STATED EXERCISE: Reproduce word for word the data below, starting at the line containing "Task: point to every instance of the wet" and continuing through the end of the data, including both of those lines. Leave the pictures out of your answer.

**** DATA SECTION ****

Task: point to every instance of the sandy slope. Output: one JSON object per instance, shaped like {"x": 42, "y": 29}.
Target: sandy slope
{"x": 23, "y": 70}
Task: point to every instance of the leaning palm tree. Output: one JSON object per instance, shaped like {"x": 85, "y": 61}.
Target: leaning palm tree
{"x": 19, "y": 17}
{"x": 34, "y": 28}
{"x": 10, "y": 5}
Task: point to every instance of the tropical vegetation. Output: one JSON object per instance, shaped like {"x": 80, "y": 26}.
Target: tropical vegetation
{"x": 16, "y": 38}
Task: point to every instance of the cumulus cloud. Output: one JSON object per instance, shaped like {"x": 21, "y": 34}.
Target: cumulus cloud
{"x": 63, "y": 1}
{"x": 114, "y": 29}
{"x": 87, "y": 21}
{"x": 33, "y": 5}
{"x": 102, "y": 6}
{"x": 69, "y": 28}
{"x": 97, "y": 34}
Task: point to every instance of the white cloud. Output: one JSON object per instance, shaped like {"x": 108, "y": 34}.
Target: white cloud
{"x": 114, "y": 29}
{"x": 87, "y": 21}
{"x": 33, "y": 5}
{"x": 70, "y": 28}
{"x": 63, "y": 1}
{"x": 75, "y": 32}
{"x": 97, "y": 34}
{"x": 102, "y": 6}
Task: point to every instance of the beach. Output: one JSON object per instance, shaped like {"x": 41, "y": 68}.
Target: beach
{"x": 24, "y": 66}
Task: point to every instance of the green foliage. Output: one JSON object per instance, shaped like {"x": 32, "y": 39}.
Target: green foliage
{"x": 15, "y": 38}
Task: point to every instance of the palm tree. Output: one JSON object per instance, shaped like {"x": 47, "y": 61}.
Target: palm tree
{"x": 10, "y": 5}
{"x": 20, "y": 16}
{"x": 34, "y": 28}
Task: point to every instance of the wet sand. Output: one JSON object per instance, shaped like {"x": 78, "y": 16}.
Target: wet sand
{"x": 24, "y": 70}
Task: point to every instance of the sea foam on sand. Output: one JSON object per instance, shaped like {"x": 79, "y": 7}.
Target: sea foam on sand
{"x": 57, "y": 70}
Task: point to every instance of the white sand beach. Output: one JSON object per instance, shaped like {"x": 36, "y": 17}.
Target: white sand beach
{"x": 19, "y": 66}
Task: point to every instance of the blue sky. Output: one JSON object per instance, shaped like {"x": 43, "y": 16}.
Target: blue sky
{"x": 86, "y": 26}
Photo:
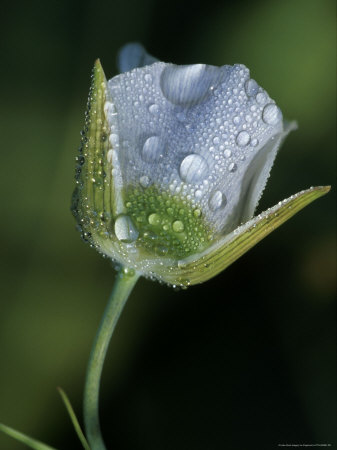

****

THE RESULT:
Task: point to every instance of the wet sand. Output: one JSON object per instance, shaped like {"x": 78, "y": 16}.
Target: wet sand
{"x": 24, "y": 70}
Task: point to every instance of the sea foam on sand. Output: one JSON object per instance, shaped like {"x": 79, "y": 7}.
Target: sea foam on sand
{"x": 57, "y": 70}
Task: point to every instance of the white sand beach. Output: one JSON object per instance, shaped like {"x": 36, "y": 17}.
Target: white sand beach
{"x": 19, "y": 66}
Task: point to every instance of the blue sky. Output: one JSON object per instance, shaped like {"x": 43, "y": 16}.
Target: blue sky
{"x": 86, "y": 26}
Photo:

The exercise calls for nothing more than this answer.